* Aim of the exercise: Only the lines from the line holding "of the boy's" to the last line should be output, each exactly as given.

* Input material:
[START]

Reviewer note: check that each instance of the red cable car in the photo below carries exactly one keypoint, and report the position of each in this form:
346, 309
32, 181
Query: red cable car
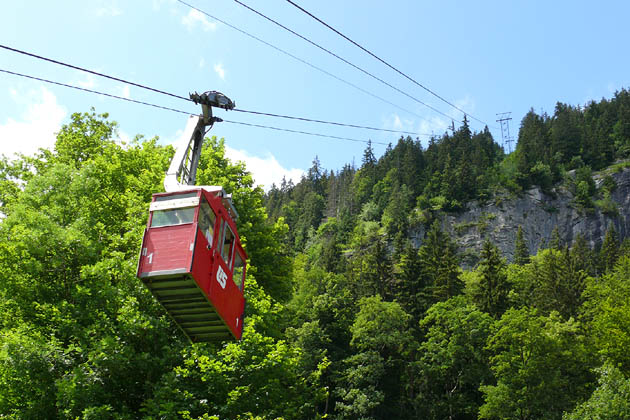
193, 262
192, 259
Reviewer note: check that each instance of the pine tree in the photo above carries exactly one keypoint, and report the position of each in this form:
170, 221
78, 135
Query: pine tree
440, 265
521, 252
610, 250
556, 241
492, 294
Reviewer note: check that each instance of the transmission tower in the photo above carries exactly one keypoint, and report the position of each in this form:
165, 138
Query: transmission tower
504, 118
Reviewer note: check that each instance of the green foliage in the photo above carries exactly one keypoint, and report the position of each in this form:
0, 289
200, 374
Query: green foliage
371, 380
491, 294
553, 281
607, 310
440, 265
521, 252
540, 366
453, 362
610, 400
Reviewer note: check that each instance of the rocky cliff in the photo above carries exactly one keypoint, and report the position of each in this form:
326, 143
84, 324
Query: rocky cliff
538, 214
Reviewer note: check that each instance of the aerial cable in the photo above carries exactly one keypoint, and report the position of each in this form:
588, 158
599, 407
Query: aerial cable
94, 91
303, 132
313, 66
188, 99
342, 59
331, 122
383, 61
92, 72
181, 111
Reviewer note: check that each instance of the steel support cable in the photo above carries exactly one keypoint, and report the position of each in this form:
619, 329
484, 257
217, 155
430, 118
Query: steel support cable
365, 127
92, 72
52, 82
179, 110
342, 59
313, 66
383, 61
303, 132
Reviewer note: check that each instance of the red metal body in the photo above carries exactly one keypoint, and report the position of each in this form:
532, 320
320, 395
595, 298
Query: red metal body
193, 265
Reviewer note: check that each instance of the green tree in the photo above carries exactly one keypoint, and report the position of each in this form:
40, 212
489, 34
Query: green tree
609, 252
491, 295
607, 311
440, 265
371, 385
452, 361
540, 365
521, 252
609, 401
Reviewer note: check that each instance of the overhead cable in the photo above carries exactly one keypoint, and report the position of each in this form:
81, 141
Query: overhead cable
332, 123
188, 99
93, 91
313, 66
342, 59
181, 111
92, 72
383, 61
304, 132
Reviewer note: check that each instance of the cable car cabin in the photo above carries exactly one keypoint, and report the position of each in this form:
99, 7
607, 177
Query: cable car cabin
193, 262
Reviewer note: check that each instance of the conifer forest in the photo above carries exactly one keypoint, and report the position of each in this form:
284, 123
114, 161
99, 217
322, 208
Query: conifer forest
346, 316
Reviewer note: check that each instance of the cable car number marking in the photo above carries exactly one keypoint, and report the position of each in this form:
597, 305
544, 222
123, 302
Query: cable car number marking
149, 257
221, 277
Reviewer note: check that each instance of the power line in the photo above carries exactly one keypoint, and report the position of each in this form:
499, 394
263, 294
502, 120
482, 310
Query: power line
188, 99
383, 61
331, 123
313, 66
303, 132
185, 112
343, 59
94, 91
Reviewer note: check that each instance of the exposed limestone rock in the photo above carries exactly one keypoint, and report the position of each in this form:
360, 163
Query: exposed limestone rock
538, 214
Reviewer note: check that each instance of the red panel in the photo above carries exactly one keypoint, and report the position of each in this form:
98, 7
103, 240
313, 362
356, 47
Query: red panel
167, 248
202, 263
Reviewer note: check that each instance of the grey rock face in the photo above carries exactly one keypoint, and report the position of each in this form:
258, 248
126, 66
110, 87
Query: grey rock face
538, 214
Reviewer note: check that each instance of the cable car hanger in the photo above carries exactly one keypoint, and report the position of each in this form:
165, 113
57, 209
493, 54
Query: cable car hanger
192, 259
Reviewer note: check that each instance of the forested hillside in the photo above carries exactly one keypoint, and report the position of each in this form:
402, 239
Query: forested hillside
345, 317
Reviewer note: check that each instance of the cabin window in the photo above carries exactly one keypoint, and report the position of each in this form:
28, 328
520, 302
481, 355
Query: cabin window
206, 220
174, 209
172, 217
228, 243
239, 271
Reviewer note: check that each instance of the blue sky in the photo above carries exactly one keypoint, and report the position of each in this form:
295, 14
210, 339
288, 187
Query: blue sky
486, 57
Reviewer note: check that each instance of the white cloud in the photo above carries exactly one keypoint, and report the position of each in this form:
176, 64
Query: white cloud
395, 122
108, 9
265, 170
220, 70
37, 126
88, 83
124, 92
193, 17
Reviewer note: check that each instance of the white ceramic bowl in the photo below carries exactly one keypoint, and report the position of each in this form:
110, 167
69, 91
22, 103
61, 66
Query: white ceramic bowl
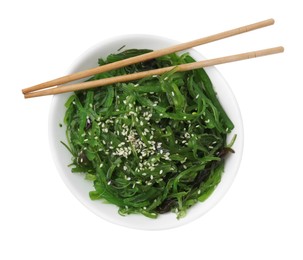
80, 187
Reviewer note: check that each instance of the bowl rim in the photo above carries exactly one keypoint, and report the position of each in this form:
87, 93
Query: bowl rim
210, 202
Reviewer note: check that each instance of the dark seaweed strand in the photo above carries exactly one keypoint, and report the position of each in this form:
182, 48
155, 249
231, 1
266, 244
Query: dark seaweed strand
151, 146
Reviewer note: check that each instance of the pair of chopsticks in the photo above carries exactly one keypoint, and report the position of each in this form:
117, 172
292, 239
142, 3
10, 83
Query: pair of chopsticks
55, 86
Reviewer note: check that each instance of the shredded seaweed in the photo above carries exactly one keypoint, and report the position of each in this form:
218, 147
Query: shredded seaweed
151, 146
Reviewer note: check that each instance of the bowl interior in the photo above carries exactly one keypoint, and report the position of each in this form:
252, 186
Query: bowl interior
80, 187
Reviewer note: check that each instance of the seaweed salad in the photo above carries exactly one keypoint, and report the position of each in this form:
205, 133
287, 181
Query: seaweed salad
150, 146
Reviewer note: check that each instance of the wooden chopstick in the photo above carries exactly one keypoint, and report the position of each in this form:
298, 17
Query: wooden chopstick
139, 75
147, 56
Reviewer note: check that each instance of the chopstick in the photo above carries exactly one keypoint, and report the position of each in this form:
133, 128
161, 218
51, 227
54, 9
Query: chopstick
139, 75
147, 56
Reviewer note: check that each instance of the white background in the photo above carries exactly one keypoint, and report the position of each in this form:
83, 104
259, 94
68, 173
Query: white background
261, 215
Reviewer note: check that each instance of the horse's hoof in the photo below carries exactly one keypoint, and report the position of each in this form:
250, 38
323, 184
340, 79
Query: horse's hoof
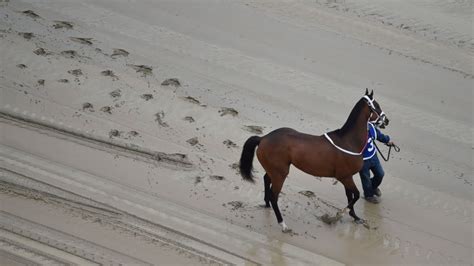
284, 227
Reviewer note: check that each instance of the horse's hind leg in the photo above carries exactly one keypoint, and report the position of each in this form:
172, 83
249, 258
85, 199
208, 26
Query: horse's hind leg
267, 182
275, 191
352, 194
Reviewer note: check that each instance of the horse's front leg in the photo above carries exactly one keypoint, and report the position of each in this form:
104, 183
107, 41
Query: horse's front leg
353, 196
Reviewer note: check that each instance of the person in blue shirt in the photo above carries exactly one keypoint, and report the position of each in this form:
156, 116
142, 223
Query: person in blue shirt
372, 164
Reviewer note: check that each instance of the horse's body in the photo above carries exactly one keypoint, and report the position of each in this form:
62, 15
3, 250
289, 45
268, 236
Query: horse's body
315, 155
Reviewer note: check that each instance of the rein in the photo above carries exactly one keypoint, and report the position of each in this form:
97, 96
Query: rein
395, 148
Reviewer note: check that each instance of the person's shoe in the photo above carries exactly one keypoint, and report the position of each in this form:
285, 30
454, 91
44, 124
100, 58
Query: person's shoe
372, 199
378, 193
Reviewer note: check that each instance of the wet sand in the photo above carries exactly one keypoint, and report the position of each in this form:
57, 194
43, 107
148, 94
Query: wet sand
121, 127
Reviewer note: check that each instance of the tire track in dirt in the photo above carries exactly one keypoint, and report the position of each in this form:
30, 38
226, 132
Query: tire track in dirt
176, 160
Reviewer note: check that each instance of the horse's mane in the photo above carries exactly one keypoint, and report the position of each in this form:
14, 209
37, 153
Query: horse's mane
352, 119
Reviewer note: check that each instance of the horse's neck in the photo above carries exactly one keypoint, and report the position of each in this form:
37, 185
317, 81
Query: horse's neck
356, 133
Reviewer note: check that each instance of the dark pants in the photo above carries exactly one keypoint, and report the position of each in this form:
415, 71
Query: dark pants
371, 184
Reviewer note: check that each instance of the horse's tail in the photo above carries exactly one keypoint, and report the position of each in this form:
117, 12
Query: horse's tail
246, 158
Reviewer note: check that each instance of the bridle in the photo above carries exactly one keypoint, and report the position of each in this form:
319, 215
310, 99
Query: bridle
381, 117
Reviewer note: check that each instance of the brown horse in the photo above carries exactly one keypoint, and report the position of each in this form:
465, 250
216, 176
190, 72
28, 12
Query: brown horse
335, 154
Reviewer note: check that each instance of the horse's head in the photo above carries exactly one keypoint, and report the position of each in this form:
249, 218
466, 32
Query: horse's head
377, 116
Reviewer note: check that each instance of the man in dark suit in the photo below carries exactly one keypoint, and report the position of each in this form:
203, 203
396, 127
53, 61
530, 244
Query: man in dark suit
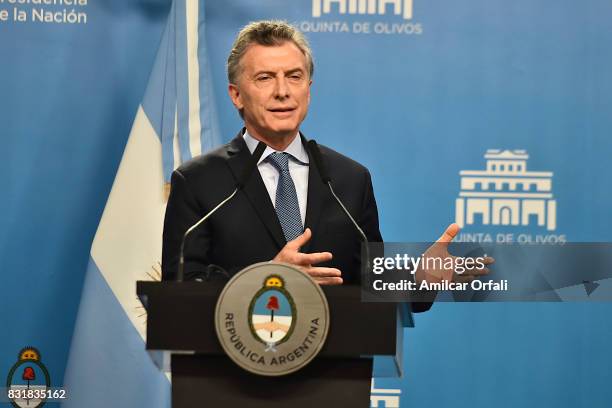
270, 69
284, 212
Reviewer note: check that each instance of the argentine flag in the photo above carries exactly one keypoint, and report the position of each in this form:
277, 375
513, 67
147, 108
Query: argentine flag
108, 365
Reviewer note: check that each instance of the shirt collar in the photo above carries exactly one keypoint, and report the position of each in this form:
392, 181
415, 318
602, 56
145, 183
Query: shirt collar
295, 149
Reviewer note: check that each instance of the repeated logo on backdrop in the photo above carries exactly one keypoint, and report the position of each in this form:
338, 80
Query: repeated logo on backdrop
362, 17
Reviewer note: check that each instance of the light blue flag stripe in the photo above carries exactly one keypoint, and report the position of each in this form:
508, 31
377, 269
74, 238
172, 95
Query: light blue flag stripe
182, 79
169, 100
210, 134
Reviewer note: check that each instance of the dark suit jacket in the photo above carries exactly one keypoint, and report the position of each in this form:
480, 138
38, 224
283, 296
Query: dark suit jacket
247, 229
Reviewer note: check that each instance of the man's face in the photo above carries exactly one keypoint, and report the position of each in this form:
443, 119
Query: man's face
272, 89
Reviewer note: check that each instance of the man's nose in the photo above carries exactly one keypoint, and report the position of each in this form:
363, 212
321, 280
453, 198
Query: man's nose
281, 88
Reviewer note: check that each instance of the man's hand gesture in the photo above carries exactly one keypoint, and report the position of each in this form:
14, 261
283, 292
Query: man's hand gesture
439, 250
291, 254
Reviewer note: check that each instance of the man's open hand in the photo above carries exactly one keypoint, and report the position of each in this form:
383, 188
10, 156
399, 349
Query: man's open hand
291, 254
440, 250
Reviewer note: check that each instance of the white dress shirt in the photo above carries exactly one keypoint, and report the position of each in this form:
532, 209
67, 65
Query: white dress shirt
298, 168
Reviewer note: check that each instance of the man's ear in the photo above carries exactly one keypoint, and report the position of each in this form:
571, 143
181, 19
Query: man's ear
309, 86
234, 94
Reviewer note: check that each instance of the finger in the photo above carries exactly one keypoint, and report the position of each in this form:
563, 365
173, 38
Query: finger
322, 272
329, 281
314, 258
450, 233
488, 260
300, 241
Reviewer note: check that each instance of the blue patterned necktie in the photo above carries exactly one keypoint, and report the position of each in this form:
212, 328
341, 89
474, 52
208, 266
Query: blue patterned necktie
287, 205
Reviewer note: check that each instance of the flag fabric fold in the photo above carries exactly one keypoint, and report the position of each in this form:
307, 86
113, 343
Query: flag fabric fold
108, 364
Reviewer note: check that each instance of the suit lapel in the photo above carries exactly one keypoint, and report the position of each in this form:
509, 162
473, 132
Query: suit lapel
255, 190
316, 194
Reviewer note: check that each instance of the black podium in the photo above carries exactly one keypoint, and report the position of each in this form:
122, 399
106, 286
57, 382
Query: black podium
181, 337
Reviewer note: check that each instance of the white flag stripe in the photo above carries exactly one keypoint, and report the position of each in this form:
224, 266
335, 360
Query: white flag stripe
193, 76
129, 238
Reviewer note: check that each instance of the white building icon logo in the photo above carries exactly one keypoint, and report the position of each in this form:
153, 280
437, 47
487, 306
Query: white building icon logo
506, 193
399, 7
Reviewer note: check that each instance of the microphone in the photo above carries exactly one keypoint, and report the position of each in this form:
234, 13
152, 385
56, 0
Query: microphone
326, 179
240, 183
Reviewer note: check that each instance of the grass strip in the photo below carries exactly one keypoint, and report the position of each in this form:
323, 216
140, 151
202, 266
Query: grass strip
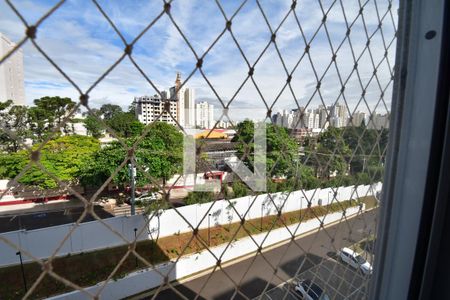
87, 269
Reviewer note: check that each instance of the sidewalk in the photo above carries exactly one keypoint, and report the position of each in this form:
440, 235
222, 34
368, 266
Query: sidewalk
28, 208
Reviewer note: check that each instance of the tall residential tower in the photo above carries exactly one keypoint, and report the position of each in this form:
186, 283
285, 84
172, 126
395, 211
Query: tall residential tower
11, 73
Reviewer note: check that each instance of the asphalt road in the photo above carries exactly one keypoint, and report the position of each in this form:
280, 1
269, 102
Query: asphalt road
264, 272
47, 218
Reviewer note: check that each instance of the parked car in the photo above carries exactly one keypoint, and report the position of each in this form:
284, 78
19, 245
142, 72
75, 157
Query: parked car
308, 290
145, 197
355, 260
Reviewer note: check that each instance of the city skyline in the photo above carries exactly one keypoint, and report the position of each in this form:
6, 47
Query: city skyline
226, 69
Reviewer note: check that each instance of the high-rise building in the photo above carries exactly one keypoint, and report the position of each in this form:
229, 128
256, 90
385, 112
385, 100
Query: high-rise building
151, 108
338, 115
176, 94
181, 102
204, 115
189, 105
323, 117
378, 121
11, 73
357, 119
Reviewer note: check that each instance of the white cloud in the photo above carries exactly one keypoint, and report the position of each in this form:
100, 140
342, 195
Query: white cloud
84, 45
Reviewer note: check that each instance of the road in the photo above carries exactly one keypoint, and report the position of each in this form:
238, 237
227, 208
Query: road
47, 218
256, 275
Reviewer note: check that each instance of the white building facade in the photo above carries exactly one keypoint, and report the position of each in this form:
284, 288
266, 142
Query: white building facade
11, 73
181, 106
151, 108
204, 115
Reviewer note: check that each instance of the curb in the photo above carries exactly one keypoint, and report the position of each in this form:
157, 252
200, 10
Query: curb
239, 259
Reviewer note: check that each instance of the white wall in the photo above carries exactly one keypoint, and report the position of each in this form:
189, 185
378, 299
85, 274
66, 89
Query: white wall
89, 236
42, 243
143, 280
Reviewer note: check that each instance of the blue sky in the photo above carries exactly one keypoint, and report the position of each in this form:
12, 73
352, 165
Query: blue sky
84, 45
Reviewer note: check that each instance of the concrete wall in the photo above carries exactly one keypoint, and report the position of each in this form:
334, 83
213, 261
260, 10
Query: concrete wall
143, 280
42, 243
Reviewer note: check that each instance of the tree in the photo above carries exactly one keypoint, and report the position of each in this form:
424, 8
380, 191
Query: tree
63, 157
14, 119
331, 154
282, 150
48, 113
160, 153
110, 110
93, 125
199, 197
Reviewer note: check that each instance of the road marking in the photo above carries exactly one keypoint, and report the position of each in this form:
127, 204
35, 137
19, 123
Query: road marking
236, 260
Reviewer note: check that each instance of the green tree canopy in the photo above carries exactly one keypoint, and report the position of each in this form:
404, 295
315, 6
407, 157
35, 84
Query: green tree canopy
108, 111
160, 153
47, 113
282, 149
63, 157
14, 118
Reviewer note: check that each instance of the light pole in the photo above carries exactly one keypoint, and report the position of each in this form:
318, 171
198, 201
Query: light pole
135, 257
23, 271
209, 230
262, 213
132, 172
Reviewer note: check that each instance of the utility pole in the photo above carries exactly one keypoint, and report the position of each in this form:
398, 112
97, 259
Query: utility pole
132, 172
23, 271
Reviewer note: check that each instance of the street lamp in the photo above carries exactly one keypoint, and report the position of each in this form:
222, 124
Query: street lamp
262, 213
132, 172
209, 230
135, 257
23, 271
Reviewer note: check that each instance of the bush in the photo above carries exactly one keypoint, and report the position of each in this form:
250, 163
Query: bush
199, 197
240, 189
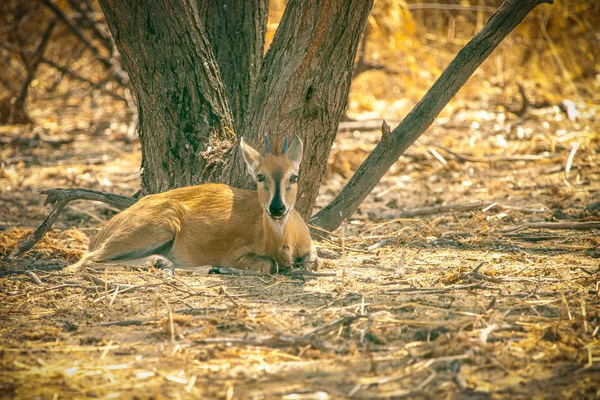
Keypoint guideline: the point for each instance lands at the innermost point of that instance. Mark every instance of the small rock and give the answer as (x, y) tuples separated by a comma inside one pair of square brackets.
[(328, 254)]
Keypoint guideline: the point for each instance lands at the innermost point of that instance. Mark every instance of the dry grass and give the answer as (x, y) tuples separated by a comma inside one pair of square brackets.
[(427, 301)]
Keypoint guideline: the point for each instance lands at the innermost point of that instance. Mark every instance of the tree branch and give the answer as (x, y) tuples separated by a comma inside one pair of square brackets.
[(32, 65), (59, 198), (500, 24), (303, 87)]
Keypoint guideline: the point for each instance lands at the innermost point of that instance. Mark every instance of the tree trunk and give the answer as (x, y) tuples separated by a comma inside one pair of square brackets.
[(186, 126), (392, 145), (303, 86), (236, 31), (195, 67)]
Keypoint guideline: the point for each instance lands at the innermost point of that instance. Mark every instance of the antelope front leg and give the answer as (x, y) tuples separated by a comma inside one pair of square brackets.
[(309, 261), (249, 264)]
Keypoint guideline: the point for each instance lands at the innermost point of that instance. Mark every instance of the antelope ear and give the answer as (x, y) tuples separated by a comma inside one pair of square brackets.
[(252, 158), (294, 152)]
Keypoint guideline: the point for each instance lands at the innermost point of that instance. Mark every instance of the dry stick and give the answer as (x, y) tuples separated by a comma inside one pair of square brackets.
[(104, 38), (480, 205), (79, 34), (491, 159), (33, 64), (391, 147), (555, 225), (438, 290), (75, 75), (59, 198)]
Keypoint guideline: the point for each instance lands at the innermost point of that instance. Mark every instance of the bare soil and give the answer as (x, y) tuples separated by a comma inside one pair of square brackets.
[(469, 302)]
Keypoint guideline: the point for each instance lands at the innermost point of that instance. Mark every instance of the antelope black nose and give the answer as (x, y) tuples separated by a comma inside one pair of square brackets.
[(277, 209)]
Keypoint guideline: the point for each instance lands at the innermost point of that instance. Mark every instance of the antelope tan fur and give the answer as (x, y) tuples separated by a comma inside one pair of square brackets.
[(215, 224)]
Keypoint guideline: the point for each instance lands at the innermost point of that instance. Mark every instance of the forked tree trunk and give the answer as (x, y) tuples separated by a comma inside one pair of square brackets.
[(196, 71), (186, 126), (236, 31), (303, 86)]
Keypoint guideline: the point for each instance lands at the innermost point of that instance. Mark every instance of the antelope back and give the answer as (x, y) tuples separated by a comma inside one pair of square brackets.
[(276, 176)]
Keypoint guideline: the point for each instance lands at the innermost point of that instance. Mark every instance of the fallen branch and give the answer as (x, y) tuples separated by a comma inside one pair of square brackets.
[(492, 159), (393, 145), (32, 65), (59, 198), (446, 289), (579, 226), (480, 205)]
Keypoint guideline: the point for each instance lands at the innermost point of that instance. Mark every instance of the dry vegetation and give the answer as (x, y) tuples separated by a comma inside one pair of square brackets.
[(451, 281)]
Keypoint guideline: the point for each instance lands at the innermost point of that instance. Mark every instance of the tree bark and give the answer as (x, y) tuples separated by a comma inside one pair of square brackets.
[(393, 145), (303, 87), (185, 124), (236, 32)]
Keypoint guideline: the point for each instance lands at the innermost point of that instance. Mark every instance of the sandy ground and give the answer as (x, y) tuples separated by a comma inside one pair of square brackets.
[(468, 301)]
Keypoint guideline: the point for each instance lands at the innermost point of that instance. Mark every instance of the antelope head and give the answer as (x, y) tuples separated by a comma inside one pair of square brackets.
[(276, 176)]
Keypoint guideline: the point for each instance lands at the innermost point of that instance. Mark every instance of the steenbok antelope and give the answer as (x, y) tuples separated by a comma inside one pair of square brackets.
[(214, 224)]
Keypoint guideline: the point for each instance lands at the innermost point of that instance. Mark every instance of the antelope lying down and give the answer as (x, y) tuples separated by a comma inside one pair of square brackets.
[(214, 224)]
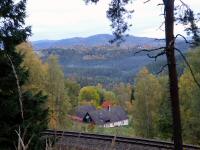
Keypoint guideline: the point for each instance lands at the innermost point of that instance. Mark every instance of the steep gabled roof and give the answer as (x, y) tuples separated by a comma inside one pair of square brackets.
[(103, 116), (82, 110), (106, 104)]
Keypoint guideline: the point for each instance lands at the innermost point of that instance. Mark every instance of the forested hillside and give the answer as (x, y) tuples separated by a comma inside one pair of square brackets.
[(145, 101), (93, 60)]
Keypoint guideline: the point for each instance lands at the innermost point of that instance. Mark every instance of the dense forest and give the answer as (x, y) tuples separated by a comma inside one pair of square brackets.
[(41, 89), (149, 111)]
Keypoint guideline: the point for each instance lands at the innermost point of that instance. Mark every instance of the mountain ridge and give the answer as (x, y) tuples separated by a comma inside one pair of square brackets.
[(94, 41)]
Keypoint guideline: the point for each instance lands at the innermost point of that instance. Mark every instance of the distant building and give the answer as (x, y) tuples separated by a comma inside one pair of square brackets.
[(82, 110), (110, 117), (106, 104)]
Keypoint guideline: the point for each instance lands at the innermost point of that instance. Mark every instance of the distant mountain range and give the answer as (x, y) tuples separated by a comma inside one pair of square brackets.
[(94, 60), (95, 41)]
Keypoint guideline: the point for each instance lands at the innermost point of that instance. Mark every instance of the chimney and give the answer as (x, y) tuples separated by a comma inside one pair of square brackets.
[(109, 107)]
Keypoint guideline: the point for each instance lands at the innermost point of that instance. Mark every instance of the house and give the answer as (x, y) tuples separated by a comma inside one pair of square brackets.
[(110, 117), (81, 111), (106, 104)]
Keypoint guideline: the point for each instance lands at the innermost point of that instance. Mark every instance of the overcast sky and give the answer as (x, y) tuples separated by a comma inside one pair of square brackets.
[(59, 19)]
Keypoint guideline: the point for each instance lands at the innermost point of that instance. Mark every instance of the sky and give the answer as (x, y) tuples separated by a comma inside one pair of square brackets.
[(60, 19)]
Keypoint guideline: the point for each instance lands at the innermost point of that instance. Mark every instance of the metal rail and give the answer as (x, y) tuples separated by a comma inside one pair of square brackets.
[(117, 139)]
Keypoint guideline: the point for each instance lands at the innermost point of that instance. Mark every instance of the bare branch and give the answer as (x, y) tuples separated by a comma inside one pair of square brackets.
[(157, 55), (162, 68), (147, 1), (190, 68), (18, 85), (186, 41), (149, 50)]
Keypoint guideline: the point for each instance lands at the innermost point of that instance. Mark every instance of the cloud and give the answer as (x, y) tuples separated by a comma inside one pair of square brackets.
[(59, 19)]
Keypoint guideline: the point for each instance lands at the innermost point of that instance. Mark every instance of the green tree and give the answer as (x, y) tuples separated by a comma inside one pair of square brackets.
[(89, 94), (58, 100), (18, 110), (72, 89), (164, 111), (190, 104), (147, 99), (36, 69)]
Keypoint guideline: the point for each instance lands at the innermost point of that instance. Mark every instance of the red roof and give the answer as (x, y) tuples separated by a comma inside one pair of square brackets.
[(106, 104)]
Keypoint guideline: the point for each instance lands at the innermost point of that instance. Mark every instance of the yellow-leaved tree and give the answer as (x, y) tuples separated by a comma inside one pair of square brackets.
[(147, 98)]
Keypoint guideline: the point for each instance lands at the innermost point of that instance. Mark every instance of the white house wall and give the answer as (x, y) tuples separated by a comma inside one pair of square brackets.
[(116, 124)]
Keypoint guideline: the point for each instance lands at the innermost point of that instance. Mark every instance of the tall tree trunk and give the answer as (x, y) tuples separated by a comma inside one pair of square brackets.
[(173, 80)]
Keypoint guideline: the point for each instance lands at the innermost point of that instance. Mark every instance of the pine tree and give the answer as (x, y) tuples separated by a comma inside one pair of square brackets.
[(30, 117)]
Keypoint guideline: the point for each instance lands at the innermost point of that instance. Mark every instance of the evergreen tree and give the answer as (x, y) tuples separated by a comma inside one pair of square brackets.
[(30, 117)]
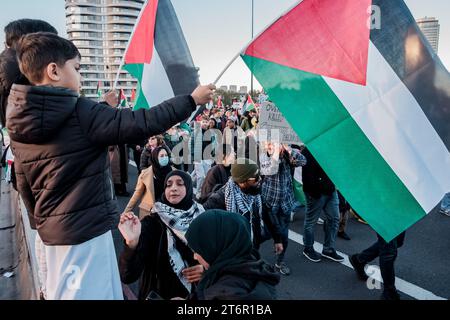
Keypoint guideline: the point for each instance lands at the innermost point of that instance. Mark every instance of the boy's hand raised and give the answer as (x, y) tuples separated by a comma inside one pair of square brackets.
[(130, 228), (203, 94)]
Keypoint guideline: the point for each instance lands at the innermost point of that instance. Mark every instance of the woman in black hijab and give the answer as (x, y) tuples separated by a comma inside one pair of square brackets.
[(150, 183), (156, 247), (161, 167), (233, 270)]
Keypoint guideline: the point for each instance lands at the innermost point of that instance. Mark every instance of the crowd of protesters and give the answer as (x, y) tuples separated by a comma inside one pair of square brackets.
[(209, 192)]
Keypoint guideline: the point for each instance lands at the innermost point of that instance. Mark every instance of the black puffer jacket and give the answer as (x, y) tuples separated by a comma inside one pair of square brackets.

[END]

* Full solution:
Keypoint guideline: the point for each instance lands at the innermost point of that instance. Mark every instance of the boy's hand raised and give the answer as (x, y) tuples separated by a comma inside one pair of square brackets.
[(130, 228), (203, 94)]
Keypoint guideline: the point for each instance lands at the innermost point of that instance. Mark every instance of the woman in black hijab and give the answer as (x, y) tuples separated by a comma inside one pair of square brackets.
[(150, 183), (156, 247), (161, 167), (233, 270)]
Keypoint guideline: the point for each instance lands at the innermost point of that instance. Mark every instance of the crowd of protesters and give the answer as (x, y) tuples separated by a comma inside one pair of square brackets.
[(209, 192)]
Keypoint guideline: the point for each instance lands at the innermost point of that instance. Mark every instance of the black puffer jacket and give the answer as (x, y) tuples separated by a comma inside one pair of square brackets.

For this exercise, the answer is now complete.